Likewise, each Marketing Authorisation Holder (MAH), through its company's Compliance Officer, must ensure that the laws and codes are complied with in all promotional activities in which it participates, including those commissioned from suppliers. Information on the safety of medicines is vital in the pharmaceutical sector, so we must ensure that the existence of possible adverse effects reported in the context of a promotional action is promptly communicated to the Pharmacovigilance departments through the normal channels. It is essential that each pharmaceutical company also ensures respect for privacy, truthfulness, cybersecurity, intellectual property and business secrecy in fair competition. Each of these key points must be considered when designing breach prevention programmes in the Compliance Healthcare environment.

It is therefore necessary to establish procedures, within each company's Compliance programmes, through which the activities and interventions of these partners can be controlled, ensuring that these actions - which depend on a contractual relationship with our companies - comply with the established standards of quality and regulations. All of this deserves stricter vigilance when these actions take place in the complex reality of the digital environment: social networks, websites, chats, blogs, etc. In this regard, although we lack explicit legislation in this regard, there are guides such as that of the IAB (World Association of Communication, Advertising and Digital Marketing) that regulate advertising in the digital environment.

But what about content generated by third parties, and what do we consider to be a "third party"?

Questions —
• A. From the passage on pharmaceutical compliance, list every item that each pharmaceutical company must ensure respect for.
• B. According to the passage on pharmaceutical compliance, where must possible adverse effects reported during a promotional action be communicated?
• C. Continue the passage on pharmaceutical compliance, picking up after its final sentence.

Extracted material —

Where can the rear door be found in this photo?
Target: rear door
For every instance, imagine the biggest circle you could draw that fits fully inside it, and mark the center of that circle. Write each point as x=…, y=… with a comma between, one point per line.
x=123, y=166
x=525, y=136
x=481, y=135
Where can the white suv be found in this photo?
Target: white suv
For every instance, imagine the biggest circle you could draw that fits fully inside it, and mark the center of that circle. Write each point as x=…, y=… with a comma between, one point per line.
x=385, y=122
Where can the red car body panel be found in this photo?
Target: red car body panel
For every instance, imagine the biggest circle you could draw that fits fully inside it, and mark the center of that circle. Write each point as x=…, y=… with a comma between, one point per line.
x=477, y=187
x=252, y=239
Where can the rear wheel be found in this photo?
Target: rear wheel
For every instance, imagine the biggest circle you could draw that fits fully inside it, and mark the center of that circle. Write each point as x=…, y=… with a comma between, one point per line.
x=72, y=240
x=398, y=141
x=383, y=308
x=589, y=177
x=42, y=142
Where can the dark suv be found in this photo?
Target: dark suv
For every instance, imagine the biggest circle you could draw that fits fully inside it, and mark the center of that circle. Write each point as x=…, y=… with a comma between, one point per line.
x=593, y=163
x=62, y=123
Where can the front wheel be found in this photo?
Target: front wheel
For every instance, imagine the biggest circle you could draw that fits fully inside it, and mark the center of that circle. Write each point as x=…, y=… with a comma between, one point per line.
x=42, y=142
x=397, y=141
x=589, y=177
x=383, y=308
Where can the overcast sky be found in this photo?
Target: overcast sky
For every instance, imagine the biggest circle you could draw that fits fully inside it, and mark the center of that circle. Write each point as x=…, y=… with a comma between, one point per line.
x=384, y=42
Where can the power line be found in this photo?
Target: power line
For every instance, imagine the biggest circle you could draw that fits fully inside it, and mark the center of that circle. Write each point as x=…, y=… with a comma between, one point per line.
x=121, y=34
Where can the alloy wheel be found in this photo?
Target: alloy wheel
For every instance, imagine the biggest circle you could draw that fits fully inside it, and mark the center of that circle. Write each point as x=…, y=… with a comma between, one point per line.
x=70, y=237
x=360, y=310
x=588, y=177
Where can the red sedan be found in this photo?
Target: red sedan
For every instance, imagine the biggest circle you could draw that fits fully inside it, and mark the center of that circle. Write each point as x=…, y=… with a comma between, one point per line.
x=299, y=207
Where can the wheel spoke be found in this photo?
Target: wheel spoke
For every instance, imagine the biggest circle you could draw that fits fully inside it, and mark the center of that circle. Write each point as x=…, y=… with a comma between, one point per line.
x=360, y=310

...

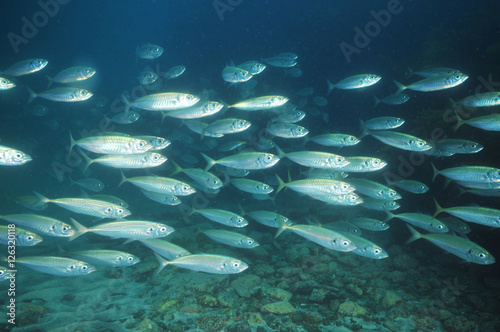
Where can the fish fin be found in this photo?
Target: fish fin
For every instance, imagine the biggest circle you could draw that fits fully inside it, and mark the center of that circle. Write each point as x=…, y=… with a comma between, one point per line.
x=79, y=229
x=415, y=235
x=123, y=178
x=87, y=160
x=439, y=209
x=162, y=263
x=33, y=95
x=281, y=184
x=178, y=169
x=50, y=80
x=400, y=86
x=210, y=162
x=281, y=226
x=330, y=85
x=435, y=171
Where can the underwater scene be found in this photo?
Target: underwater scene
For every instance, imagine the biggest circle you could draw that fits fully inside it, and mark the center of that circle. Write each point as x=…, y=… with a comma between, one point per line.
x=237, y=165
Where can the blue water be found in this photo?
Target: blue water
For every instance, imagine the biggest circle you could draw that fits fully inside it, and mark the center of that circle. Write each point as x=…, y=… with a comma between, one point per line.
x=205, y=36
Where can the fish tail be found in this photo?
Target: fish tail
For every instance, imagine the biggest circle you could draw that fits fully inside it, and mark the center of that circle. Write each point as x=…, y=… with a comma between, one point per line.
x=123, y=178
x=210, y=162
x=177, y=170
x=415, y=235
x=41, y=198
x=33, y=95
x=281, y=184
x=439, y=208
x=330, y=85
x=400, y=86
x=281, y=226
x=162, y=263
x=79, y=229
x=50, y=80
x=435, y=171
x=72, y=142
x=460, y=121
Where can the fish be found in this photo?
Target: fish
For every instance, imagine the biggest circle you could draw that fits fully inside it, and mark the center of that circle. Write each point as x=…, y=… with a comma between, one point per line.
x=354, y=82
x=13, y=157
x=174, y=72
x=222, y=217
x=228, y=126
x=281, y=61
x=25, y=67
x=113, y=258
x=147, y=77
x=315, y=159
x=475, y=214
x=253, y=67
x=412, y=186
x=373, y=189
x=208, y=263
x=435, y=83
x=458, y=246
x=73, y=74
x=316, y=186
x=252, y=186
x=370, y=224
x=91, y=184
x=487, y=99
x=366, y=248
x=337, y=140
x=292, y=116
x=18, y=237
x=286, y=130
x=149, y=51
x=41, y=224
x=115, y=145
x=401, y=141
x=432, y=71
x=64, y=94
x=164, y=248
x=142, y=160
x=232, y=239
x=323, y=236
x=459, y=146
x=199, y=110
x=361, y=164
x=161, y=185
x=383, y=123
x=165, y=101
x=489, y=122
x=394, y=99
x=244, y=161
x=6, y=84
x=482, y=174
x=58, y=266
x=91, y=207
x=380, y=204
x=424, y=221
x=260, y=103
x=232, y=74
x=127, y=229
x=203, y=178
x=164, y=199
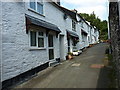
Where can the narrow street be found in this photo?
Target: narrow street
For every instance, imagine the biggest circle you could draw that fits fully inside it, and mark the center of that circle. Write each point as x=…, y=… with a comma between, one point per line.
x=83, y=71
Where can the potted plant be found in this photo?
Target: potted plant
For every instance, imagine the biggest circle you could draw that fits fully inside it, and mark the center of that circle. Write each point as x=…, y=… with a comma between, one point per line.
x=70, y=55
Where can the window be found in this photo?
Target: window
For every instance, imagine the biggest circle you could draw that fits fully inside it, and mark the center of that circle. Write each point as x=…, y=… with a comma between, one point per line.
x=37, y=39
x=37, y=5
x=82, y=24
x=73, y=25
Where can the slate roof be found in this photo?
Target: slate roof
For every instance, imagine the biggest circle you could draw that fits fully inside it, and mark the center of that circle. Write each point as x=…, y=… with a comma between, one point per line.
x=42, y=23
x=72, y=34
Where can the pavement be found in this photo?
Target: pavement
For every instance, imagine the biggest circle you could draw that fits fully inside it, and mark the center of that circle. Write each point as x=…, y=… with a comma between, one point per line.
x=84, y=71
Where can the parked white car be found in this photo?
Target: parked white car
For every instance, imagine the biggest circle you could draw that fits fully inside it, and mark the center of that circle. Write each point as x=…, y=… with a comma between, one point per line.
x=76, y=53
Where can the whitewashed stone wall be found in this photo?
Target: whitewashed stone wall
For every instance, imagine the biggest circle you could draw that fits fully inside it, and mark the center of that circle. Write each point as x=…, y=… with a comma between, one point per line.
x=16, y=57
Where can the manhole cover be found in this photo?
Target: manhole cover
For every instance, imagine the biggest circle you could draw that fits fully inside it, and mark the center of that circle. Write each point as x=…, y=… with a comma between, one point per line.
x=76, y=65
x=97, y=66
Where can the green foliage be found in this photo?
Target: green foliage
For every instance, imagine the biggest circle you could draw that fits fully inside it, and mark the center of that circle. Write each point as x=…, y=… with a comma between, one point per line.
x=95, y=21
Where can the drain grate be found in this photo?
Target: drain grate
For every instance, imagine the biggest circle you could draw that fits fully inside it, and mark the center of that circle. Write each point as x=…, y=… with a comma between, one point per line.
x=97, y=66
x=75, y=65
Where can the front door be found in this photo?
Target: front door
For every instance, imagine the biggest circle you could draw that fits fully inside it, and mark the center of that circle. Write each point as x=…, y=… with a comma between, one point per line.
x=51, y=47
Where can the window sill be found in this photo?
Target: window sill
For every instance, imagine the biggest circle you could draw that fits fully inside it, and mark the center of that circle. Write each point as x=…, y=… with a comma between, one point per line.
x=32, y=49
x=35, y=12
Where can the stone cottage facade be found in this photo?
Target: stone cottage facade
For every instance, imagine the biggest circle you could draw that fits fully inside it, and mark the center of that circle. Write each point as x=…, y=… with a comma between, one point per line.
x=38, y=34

...

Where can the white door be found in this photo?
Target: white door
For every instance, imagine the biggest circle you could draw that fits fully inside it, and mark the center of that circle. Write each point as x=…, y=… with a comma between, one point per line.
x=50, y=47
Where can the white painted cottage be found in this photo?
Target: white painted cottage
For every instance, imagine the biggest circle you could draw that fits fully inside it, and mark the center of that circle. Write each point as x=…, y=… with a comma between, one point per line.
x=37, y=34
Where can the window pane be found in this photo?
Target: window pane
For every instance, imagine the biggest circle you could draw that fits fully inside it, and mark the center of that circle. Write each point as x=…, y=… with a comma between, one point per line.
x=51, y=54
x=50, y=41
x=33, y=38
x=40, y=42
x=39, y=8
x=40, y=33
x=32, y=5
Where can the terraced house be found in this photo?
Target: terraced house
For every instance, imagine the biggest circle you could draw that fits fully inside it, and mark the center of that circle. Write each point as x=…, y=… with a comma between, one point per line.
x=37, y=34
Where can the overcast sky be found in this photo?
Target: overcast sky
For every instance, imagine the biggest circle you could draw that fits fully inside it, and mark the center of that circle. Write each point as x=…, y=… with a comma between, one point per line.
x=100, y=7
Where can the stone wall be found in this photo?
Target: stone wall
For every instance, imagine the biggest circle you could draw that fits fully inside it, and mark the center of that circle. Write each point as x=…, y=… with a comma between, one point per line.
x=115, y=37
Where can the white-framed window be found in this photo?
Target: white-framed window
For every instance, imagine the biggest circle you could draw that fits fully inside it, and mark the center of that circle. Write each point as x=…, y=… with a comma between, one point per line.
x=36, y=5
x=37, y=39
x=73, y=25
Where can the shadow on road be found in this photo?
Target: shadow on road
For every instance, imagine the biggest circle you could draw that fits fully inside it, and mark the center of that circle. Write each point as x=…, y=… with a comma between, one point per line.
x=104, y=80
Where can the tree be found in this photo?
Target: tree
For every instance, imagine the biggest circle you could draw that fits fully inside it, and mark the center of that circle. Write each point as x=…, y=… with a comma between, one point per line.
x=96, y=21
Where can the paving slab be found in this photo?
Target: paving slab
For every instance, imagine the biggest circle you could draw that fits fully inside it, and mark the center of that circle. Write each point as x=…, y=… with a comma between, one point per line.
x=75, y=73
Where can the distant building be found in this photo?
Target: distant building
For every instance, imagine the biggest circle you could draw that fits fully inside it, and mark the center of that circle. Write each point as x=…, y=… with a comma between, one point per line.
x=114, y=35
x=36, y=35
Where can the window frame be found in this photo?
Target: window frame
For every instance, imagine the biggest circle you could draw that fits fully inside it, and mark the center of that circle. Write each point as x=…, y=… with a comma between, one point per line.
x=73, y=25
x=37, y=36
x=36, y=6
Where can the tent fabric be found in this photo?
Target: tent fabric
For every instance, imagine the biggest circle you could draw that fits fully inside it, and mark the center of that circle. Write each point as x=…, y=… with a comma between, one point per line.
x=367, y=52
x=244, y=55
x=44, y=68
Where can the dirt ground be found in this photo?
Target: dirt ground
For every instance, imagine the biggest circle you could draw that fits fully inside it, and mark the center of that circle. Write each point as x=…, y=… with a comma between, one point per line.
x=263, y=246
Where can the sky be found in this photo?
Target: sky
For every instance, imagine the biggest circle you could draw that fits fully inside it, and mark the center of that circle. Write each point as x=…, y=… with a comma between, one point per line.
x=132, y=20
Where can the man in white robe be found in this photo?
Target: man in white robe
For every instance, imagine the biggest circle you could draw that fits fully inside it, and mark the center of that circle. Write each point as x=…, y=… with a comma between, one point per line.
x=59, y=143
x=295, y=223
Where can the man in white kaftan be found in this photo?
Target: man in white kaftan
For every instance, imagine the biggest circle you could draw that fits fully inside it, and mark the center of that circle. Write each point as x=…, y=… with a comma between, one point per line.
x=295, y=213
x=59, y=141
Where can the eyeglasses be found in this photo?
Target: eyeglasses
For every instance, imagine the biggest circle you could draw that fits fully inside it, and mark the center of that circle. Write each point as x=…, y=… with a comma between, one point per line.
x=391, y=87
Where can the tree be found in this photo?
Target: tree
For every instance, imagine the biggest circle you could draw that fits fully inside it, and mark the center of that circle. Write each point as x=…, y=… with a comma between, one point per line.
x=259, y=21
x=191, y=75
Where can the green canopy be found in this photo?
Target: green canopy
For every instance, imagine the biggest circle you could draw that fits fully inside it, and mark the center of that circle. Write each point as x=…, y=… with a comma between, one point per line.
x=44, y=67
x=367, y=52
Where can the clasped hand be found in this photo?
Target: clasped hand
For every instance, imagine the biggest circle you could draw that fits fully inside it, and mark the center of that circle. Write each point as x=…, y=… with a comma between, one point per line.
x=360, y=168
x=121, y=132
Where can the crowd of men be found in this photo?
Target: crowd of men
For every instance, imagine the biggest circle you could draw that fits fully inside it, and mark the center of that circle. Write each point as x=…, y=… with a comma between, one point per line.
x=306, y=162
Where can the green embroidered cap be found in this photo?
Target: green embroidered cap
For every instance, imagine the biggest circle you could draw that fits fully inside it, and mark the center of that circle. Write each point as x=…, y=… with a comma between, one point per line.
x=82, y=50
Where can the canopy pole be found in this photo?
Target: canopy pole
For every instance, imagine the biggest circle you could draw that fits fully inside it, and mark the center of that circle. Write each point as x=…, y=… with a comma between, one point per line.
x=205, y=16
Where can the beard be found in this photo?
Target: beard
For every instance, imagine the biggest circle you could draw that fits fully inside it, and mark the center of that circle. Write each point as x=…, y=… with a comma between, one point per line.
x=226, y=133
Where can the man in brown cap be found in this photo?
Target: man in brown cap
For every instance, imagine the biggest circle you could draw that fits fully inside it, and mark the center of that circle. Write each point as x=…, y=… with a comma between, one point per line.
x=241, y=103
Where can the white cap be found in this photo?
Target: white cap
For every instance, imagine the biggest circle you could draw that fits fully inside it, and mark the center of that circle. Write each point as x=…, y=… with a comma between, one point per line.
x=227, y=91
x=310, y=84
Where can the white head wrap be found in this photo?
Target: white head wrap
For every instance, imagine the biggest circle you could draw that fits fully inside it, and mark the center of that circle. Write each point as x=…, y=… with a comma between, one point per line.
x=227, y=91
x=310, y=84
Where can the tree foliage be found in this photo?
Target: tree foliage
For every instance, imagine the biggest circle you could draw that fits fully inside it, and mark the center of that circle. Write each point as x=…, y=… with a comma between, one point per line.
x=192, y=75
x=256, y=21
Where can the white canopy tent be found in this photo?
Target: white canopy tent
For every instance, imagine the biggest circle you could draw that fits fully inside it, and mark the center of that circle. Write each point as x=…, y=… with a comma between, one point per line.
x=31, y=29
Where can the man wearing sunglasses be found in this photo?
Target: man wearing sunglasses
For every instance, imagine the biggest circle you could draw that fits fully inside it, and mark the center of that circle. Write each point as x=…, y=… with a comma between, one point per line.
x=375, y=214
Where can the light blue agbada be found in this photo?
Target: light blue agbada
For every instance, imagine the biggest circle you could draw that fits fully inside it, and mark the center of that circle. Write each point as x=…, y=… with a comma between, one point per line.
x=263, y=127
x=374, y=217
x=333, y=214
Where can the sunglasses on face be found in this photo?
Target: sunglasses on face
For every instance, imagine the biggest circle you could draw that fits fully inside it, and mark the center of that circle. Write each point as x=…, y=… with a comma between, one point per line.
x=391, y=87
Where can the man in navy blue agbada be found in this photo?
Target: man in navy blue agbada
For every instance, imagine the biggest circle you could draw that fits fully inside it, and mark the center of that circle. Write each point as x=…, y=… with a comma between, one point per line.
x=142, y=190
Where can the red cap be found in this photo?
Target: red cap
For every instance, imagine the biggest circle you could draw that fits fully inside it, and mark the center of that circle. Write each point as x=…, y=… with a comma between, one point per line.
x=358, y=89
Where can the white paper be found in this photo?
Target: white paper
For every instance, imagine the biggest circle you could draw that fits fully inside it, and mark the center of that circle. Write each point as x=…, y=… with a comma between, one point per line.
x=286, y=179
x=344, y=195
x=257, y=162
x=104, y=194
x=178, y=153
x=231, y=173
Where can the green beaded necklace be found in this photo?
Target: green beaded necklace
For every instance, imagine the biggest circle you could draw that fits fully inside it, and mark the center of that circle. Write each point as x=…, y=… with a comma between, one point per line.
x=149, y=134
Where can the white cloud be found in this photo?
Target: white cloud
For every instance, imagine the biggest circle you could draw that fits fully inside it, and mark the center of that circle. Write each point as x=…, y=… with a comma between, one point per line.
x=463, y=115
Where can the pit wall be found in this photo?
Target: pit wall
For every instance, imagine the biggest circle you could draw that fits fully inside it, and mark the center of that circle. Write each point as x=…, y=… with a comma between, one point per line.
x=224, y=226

Response list —
• A.
- privacy
- truthfulness
- cybersecurity
- intellectual property
- business secrecy in fair competition

• B. To the Pharmacovigilance departments, promptly and through the normal channels.

• C.
Contracts with suppliers are binding only on the parties who participate in their formation with their will. Third parties do not have to bear the legal consequences arising from the business of others. This is the so-called relative effect of contracts in which the third party, being a stranger to the legal relationship between creditor and debtor, is legally protected from the consequences of a contract between the parties due to the principle of protection of third parties through unenforceability, i.e. the ineffectiveness of enforcing an act or contract against third parties (a contract is "unenforceable" against a third party).

As to who is a "third party", we could say that "third party" is opposed to "part", i.e., "third party" is one who is not a "part": "party" to the specific and well-determined legal, business or contractual relationship. However, their actions take place within the social contract, in the Rousseaunian sense, by virtue of which everyone owes respect to the rules of the game established by society.

Thus, when we speak of third parties, we refer to those who do not act as authorised and officially accredited socio-economic agents, subject to deontology, as well as to duty and control established by legal norms and corporate agreements within the health care activity itself.

On the other hand, content generated by third parties becomes particularly relevant when we refer to "other persons" other than healthcare professionals, who may, due to their notoriety (we are referring to those known as influencers), incite the consumption of a medicinal product or the use of a healthcare product. Indeed, due to their position of visibility in society, they can become creators or transformers of opinions with a direct or indirect impact on consumption or behaviour.

In particular, the ability of influencers to become "prescribers" of interest to brands has given rise to "influencer marketing" as a form of advertising, distinguishing with objective data those people who have real influence from the false influencers who organise, around them, marketing activities, including communication and advertising.

The effect of this phenomenon could be important in the health sector, insofar as the influencer's indications can bring patients closer to or move them away from the ordinary authorised ways to maintain their health, superimposing their promotional message on those of authorised agents, i.e., those issued by public health, marketing laboratories, health product manufacturers, etc.